[Data for processing]
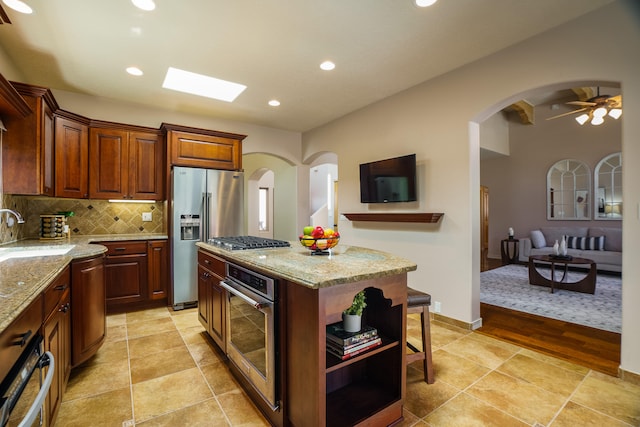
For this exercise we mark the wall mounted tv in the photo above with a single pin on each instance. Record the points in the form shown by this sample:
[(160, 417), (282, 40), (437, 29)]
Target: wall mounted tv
[(389, 180)]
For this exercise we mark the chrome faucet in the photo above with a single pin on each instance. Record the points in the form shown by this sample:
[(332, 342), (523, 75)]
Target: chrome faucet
[(16, 214)]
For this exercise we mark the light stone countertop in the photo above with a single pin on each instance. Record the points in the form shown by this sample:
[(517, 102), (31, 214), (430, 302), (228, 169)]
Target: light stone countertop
[(23, 279), (346, 264)]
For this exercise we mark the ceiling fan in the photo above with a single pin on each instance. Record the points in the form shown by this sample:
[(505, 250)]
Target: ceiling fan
[(595, 109)]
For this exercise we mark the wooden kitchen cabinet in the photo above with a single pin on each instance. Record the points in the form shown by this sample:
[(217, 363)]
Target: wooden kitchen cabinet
[(88, 314), (27, 145), (212, 297), (125, 163), (203, 148), (57, 338), (71, 156)]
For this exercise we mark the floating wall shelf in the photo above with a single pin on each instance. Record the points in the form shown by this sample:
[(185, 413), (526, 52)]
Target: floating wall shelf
[(395, 217)]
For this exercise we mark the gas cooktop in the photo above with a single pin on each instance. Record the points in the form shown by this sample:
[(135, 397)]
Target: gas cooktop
[(237, 243)]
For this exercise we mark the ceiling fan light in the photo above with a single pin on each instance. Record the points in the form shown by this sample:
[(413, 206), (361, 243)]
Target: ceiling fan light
[(615, 113), (600, 112), (582, 118)]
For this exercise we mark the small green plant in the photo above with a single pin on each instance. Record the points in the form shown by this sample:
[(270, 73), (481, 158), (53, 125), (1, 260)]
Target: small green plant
[(358, 304)]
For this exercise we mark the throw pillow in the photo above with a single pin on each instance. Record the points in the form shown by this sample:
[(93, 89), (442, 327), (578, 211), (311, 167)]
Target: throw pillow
[(586, 243), (537, 239)]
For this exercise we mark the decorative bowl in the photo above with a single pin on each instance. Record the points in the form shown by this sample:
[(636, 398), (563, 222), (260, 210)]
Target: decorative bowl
[(320, 245)]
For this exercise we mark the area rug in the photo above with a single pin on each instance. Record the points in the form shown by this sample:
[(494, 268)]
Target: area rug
[(509, 287)]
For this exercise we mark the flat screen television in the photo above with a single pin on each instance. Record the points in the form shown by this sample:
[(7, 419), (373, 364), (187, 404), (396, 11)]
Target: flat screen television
[(389, 180)]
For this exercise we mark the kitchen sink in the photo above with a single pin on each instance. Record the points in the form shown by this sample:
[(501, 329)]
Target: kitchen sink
[(33, 251)]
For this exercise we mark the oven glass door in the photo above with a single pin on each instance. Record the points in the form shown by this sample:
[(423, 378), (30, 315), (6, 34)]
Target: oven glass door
[(250, 337)]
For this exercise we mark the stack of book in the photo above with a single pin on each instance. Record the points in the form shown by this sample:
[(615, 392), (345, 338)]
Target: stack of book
[(345, 345)]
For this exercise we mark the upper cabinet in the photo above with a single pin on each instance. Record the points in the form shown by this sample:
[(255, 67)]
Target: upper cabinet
[(125, 163), (71, 156), (27, 145), (203, 148)]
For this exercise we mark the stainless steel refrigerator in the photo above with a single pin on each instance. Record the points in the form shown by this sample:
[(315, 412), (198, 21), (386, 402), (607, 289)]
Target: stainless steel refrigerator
[(206, 203)]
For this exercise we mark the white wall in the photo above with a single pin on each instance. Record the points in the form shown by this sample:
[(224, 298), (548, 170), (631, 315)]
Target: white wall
[(446, 143)]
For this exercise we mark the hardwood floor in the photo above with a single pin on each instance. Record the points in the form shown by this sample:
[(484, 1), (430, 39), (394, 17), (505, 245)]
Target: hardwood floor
[(593, 348)]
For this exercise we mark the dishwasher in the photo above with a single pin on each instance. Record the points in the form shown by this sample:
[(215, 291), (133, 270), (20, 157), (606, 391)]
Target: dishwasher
[(23, 391)]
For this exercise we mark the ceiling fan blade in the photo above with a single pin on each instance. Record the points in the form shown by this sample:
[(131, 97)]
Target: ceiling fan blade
[(582, 103), (567, 114)]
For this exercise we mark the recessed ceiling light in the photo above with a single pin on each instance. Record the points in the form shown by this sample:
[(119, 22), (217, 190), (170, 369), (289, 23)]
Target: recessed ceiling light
[(134, 71), (201, 85), (144, 4), (18, 6), (425, 3), (327, 65)]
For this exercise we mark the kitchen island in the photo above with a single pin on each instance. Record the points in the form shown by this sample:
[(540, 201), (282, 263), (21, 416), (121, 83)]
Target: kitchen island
[(314, 387)]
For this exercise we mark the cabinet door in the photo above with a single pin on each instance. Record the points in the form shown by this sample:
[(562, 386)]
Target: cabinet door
[(27, 146), (57, 333), (205, 151), (108, 160), (146, 166), (158, 256), (71, 159), (88, 316)]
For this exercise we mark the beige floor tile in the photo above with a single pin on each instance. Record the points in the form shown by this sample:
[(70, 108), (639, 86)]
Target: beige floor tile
[(466, 411), (573, 415), (481, 350), (542, 374), (150, 344), (156, 365), (240, 410), (110, 352), (423, 398), (611, 396), (219, 378), (169, 393), (142, 328), (457, 371), (204, 414), (107, 409), (97, 379), (149, 314), (517, 398)]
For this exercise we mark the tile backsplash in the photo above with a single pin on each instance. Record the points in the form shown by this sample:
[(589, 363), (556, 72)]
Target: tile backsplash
[(90, 216)]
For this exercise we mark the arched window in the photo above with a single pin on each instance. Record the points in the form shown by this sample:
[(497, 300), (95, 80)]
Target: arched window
[(569, 191), (607, 179)]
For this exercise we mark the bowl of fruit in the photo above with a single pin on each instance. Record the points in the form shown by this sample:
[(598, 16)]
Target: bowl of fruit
[(319, 240)]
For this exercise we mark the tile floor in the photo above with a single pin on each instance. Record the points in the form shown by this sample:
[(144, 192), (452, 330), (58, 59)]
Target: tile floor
[(158, 369)]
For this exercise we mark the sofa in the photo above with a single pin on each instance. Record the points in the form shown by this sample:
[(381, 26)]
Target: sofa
[(601, 244)]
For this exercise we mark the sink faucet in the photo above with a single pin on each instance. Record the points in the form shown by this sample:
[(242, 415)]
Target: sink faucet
[(16, 214)]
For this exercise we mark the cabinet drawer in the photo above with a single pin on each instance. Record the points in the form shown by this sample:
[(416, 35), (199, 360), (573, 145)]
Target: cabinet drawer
[(19, 333), (56, 290), (212, 263), (125, 248)]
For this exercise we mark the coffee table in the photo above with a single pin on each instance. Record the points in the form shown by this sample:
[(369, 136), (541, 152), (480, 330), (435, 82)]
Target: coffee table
[(585, 285)]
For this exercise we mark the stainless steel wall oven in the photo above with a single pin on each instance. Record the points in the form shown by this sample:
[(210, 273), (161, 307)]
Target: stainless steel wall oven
[(251, 334)]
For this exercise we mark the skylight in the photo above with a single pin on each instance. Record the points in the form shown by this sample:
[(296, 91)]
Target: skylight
[(201, 85)]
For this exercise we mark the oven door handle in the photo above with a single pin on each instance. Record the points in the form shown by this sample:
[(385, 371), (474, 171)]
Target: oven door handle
[(256, 304), (36, 406)]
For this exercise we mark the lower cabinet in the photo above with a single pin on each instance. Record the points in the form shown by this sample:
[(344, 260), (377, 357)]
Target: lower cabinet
[(88, 308), (56, 331), (212, 297)]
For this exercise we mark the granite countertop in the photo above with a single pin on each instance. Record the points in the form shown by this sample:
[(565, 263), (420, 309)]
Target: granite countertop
[(22, 279), (346, 264)]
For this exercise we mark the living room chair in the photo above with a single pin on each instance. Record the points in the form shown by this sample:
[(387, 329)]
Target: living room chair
[(419, 302)]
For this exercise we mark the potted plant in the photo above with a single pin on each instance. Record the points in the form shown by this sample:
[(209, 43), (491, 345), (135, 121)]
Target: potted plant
[(352, 316)]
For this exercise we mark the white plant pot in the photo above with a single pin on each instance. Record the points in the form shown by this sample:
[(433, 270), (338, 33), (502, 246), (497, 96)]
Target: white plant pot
[(351, 322)]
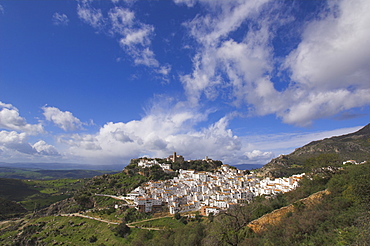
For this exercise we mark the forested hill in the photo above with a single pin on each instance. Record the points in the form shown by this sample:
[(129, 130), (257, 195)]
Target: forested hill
[(353, 146)]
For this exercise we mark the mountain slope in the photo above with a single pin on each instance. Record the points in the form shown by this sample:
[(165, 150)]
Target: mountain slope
[(353, 146)]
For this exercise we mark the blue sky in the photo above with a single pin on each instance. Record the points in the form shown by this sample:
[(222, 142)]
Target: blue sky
[(102, 82)]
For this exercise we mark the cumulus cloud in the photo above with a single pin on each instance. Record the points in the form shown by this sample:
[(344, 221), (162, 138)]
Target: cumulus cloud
[(11, 120), (90, 15), (162, 131), (60, 19), (15, 146), (329, 69), (45, 149), (16, 141), (134, 36), (259, 155), (63, 119)]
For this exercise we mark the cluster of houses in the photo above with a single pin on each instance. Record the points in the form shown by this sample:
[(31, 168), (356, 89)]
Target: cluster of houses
[(207, 192)]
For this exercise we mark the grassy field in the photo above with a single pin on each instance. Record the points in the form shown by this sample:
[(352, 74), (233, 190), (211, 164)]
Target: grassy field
[(160, 223), (35, 194), (33, 173)]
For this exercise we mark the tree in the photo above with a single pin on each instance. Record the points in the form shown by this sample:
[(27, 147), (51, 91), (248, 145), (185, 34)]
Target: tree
[(122, 230)]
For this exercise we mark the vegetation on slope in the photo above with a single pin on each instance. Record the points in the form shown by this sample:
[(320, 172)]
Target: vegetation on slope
[(354, 146), (39, 174)]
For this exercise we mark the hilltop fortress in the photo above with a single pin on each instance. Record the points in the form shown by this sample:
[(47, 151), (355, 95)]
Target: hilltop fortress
[(204, 191)]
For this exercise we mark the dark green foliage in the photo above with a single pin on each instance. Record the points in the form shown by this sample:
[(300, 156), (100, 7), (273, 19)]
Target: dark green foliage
[(322, 160), (340, 218), (21, 173), (14, 189), (10, 209), (122, 230), (93, 239), (177, 216), (131, 215), (354, 146)]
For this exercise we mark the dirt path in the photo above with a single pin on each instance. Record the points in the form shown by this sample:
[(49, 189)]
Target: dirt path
[(90, 217), (136, 222)]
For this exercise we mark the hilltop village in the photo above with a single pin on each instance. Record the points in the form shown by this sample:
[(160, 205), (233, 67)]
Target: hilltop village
[(207, 192)]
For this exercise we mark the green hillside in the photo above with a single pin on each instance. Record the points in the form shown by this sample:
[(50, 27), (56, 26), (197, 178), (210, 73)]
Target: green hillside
[(41, 174), (354, 146), (339, 218)]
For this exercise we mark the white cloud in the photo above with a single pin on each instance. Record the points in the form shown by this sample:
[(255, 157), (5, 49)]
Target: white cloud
[(45, 149), (329, 69), (11, 120), (285, 143), (15, 141), (60, 19), (15, 147), (134, 36), (162, 131), (63, 119), (258, 155), (90, 15)]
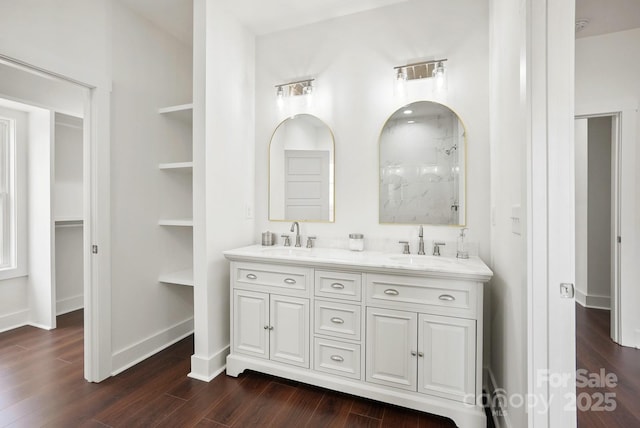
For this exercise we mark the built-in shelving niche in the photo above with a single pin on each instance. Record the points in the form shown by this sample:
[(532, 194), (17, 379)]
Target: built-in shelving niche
[(181, 116)]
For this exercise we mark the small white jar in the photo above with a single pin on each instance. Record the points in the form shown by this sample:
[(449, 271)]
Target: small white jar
[(356, 241)]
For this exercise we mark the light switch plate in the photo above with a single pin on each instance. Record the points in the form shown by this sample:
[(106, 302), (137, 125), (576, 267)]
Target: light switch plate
[(516, 225)]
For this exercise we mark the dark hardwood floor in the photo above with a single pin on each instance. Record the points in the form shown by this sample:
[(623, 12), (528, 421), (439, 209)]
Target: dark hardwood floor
[(595, 351), (42, 384)]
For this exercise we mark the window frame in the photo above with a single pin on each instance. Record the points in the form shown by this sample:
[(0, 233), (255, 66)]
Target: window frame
[(13, 260)]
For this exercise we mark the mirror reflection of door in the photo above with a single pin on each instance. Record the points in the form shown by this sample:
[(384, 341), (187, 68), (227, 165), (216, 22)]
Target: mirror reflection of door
[(301, 170), (307, 184)]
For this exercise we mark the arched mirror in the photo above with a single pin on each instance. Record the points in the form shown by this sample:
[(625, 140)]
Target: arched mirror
[(301, 170), (423, 166)]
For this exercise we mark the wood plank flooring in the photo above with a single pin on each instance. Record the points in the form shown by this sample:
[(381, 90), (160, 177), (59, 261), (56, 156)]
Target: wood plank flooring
[(595, 351), (41, 384)]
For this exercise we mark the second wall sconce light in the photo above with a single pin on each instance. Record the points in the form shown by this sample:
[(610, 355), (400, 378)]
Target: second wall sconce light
[(291, 89), (421, 70)]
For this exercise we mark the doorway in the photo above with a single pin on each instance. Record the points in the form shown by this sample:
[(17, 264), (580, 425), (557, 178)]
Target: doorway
[(49, 93), (597, 202)]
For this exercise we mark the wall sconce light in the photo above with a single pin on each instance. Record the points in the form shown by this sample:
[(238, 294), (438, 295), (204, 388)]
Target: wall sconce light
[(292, 89), (422, 70)]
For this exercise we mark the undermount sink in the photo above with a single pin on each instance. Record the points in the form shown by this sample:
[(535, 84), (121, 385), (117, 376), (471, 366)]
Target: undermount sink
[(279, 251), (414, 260)]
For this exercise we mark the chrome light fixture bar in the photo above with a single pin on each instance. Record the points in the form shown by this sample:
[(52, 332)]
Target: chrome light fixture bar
[(292, 89), (421, 70)]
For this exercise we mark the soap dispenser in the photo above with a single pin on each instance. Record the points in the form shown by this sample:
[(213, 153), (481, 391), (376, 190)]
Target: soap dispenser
[(463, 252)]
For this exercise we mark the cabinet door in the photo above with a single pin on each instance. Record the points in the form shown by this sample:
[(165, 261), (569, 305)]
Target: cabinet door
[(392, 347), (447, 357), (289, 338), (251, 323)]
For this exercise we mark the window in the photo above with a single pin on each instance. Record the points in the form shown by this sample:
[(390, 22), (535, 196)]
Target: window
[(7, 194)]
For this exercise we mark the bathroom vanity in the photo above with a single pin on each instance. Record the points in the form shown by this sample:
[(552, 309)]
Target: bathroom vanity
[(403, 329)]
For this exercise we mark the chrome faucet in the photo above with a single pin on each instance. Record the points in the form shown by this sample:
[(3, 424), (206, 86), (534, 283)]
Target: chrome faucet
[(296, 226), (420, 242)]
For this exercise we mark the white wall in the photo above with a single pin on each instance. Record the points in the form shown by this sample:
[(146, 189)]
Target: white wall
[(352, 59), (150, 70), (508, 288), (619, 86), (223, 172)]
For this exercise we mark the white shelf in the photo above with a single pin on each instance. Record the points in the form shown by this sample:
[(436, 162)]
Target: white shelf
[(183, 112), (183, 277), (69, 222), (182, 222), (176, 165)]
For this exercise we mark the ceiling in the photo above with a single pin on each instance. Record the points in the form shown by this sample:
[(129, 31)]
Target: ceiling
[(263, 17), (259, 16), (607, 16)]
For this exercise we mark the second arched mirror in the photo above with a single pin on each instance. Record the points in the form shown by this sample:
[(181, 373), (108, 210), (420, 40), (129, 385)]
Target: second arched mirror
[(301, 170), (423, 166)]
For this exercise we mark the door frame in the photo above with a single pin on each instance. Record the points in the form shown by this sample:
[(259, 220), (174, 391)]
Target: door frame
[(96, 216), (551, 365), (624, 113)]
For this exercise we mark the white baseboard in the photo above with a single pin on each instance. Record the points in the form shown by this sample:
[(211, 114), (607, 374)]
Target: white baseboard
[(206, 369), (70, 304), (593, 301), (142, 350), (14, 320), (499, 415)]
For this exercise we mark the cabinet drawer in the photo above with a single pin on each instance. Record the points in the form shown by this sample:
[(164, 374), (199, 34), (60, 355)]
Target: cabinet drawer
[(338, 285), (337, 319), (273, 277), (438, 296), (339, 358)]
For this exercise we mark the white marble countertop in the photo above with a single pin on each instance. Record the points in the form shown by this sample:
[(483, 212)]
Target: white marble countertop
[(472, 268)]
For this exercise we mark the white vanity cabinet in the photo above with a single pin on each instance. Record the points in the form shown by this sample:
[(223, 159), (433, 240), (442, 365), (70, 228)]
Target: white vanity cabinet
[(419, 352), (272, 327), (389, 332), (269, 321)]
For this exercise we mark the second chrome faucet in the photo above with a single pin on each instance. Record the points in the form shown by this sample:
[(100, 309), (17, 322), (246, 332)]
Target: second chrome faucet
[(295, 225)]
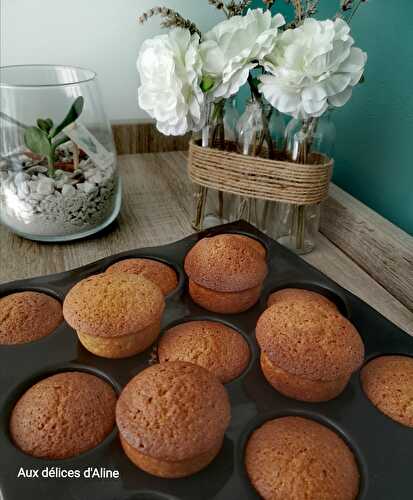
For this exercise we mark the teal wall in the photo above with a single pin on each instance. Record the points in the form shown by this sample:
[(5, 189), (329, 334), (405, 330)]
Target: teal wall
[(374, 149)]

[Aim of the task] Please retype the lines above exactly, starting at the line that contains "For this exercise we mark the small green" and ending at the line that contains "[(586, 243), (537, 239)]", with both of those lines included.

[Answer to this exercise]
For this exercise we mark the small green plant in the photo above with a single pin on each instance. Record the points in the form shown by this sample:
[(270, 73), (481, 158), (53, 125), (1, 260)]
Target: small green plant
[(358, 304)]
For this exercise we mark the throw pillow in the photo above with a single pin on each instance. Record the points in the form shown by this sample:
[(93, 89), (442, 327), (578, 211), (311, 167)]
Target: throw pillow
[(586, 243), (537, 239)]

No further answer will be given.